The task: Set down word for word everything in the items below from the line containing "For this evaluation, locate the handheld" down to the line containing "Target: handheld shower sprayer", both lines included.

Exercise input:

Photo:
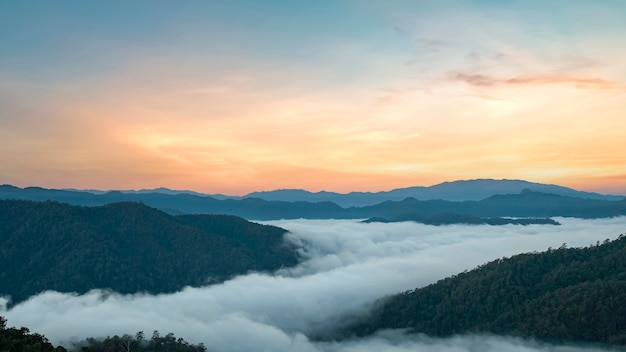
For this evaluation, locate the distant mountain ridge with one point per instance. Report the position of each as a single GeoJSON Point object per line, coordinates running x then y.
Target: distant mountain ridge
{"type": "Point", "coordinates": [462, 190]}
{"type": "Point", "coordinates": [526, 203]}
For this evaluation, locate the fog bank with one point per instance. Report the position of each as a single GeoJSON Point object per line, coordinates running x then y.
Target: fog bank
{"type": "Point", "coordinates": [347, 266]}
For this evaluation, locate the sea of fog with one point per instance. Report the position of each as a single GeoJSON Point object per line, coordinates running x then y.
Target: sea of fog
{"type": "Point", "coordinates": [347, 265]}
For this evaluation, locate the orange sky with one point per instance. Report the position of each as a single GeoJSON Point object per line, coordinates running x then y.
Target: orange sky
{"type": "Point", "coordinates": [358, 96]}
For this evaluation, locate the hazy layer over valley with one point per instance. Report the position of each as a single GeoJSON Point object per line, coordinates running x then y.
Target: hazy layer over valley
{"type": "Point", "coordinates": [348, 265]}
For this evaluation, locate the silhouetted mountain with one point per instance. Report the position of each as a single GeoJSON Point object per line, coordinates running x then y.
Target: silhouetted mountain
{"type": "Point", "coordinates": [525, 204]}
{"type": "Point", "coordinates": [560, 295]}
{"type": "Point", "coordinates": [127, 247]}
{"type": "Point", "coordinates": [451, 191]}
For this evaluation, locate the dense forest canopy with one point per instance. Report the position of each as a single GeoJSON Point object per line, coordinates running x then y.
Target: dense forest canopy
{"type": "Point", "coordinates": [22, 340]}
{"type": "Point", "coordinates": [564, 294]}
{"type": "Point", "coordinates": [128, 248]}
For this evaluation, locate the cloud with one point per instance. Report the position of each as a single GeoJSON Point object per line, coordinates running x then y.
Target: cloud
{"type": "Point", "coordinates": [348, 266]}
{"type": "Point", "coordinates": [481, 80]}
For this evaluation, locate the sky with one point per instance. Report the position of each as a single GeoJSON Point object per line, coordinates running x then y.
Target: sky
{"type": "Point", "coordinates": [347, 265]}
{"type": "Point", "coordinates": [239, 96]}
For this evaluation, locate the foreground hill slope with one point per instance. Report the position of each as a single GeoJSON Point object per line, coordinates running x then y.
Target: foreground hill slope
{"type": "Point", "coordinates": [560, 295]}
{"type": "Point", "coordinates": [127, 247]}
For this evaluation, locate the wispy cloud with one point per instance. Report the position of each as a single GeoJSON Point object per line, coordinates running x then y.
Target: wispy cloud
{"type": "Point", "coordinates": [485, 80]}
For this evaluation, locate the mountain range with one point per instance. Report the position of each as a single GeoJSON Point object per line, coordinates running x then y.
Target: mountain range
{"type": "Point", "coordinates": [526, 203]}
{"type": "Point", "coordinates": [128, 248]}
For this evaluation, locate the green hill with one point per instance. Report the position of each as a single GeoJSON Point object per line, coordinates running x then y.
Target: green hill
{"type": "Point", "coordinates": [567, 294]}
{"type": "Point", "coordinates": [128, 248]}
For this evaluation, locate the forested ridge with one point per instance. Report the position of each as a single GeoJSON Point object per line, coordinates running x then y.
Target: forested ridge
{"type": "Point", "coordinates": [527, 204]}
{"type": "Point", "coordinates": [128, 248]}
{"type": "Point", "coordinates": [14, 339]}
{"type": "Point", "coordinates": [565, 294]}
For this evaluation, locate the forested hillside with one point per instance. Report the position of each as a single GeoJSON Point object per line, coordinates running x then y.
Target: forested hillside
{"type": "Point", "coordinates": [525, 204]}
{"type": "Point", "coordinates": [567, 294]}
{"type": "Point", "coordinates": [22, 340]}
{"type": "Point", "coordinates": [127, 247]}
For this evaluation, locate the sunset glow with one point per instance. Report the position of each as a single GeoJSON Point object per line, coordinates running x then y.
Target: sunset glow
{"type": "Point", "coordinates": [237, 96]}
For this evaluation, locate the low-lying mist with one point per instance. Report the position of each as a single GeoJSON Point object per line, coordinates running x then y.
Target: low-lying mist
...
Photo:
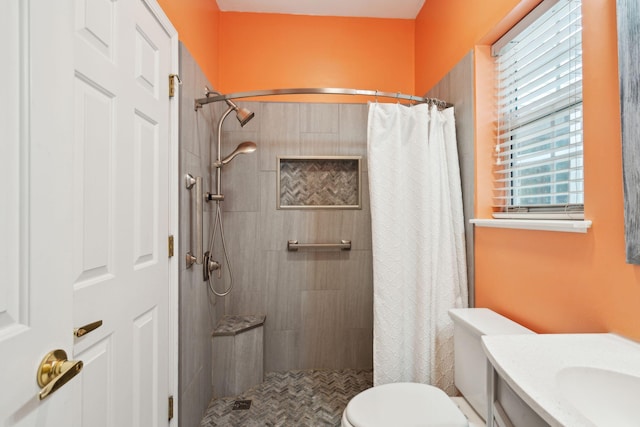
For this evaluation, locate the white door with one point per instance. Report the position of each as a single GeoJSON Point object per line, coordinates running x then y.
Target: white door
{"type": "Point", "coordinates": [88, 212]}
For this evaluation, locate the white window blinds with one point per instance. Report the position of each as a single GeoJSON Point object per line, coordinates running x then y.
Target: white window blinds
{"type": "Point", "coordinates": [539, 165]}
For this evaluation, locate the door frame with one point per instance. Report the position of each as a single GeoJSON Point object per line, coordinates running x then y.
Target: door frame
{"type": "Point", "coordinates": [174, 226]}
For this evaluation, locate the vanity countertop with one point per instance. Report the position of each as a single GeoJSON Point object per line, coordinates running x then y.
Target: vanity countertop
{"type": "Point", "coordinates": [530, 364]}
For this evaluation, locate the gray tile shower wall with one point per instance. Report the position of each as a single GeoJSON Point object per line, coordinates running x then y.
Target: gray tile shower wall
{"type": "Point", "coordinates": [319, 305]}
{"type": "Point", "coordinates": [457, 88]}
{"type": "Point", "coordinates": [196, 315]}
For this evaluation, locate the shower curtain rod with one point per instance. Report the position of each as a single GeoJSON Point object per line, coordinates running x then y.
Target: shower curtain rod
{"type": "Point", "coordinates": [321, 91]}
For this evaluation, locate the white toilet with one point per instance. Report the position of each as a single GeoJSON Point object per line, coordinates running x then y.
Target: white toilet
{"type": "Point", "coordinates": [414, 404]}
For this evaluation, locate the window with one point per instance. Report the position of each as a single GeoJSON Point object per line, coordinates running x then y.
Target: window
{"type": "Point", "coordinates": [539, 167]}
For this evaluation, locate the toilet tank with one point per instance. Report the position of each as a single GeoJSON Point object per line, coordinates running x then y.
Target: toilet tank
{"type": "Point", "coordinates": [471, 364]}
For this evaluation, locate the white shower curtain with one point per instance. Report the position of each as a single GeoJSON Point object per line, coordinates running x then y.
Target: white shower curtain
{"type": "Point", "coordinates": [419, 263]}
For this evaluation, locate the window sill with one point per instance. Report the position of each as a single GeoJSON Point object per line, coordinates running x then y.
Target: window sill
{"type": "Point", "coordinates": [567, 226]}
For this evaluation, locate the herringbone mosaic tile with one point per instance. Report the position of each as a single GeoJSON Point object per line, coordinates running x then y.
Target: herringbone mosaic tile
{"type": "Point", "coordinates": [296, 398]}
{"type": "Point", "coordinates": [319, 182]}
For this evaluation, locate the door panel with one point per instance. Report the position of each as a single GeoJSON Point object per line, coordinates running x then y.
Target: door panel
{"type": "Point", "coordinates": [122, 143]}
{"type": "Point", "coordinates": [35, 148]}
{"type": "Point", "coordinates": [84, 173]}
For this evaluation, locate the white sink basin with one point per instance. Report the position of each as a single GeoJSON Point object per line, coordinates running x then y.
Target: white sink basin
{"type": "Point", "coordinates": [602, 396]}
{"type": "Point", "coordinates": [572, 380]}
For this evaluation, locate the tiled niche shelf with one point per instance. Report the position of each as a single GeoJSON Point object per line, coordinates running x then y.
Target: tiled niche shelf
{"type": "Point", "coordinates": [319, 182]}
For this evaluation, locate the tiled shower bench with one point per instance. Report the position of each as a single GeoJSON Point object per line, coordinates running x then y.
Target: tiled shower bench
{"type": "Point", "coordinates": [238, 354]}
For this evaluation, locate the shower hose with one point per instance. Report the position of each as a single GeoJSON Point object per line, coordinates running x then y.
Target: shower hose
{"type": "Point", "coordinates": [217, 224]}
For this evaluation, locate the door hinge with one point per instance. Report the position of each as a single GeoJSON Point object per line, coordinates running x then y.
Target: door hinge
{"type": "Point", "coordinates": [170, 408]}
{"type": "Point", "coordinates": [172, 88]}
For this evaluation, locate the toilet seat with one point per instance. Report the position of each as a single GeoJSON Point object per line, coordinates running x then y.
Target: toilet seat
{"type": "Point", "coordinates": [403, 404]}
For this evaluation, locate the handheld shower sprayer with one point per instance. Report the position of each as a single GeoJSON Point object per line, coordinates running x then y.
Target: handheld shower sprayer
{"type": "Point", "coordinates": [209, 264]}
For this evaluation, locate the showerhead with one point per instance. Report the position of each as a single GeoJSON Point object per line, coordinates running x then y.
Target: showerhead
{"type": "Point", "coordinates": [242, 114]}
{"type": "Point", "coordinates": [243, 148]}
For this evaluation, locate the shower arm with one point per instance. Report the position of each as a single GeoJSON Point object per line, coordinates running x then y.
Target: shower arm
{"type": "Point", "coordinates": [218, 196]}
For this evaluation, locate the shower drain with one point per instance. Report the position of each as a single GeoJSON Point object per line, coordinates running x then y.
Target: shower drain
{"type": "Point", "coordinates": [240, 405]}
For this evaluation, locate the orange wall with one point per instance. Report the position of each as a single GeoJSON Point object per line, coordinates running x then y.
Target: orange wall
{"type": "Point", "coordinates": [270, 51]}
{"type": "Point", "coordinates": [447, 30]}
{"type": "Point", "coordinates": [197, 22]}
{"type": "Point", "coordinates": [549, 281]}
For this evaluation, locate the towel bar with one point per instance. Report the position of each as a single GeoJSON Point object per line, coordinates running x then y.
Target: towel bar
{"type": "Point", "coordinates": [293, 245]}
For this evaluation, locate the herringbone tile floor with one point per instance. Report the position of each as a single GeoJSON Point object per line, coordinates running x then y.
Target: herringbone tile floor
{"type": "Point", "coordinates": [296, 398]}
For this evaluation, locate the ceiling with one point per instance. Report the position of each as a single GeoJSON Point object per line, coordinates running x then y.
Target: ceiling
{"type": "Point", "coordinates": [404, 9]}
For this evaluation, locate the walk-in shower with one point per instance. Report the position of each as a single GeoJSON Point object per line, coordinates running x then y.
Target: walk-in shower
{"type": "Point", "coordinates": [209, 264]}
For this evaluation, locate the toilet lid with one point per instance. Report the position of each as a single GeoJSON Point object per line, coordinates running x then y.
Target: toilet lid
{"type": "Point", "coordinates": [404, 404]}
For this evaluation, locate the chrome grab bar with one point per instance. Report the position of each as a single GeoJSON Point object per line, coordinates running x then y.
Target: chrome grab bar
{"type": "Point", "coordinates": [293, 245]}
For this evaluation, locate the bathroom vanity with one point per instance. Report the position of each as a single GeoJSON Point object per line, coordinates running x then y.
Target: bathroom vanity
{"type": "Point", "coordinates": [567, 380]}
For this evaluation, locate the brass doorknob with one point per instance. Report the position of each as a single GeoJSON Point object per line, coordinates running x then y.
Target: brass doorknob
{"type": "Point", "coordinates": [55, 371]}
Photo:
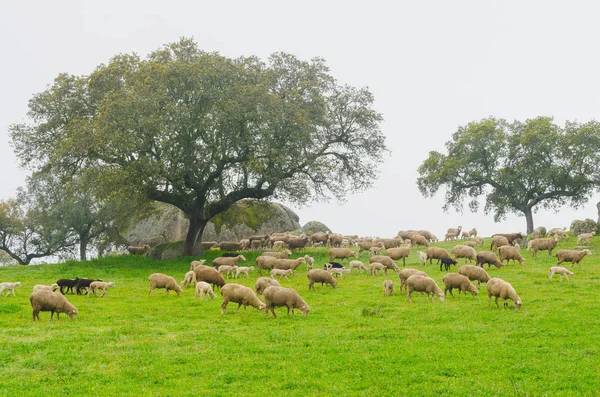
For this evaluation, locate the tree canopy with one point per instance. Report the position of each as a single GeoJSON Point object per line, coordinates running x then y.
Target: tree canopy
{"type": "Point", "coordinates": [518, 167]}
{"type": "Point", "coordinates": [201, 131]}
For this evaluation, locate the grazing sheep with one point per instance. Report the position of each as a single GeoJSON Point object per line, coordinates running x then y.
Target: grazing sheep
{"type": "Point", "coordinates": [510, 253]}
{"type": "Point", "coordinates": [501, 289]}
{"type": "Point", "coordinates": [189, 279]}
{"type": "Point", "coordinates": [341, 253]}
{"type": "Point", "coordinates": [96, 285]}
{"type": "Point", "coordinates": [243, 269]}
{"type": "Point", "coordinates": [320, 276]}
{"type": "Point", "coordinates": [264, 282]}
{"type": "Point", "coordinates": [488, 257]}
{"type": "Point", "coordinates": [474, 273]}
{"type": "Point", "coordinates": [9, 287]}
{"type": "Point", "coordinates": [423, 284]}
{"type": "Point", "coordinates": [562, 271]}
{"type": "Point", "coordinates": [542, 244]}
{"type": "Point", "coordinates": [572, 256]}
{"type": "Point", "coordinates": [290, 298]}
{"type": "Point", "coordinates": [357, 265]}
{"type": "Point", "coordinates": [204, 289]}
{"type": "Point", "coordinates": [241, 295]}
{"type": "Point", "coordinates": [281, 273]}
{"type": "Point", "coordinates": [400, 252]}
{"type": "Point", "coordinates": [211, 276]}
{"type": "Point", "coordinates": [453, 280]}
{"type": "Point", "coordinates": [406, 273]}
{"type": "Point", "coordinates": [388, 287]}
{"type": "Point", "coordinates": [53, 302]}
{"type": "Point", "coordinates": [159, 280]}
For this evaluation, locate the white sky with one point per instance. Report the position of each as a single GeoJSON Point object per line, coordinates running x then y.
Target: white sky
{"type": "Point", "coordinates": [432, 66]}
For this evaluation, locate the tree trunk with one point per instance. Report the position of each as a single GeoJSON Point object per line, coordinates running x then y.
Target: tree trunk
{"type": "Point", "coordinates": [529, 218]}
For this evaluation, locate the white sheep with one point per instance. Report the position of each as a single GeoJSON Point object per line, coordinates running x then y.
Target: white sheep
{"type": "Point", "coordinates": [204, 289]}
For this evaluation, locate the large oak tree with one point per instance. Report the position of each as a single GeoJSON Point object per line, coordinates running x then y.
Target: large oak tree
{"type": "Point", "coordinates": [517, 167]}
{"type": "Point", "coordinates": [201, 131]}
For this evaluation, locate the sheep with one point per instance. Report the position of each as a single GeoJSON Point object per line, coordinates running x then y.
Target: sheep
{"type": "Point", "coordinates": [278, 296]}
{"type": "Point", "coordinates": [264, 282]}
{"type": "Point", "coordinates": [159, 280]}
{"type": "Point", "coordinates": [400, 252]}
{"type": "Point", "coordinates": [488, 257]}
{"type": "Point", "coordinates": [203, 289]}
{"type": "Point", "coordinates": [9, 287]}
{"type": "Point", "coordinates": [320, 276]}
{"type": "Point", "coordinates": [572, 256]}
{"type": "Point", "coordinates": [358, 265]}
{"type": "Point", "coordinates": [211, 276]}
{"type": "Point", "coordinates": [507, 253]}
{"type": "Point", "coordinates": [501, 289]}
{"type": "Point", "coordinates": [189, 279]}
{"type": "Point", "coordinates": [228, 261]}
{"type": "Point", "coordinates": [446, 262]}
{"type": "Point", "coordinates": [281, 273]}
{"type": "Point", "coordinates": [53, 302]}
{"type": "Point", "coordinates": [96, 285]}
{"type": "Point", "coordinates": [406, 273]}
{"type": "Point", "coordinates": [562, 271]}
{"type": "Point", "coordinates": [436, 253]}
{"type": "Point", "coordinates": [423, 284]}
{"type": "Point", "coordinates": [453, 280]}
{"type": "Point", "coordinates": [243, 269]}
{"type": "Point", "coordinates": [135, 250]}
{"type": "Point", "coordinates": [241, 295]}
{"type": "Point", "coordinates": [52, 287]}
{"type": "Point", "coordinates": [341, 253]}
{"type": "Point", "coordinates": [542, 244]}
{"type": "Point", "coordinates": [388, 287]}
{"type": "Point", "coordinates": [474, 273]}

The reply:
For this evaluation, locate the handheld shower sprayer with one point per instance. Report the position of each as a single GeoJSON Point object per line, coordinates running x then y.
Target: handheld shower sprayer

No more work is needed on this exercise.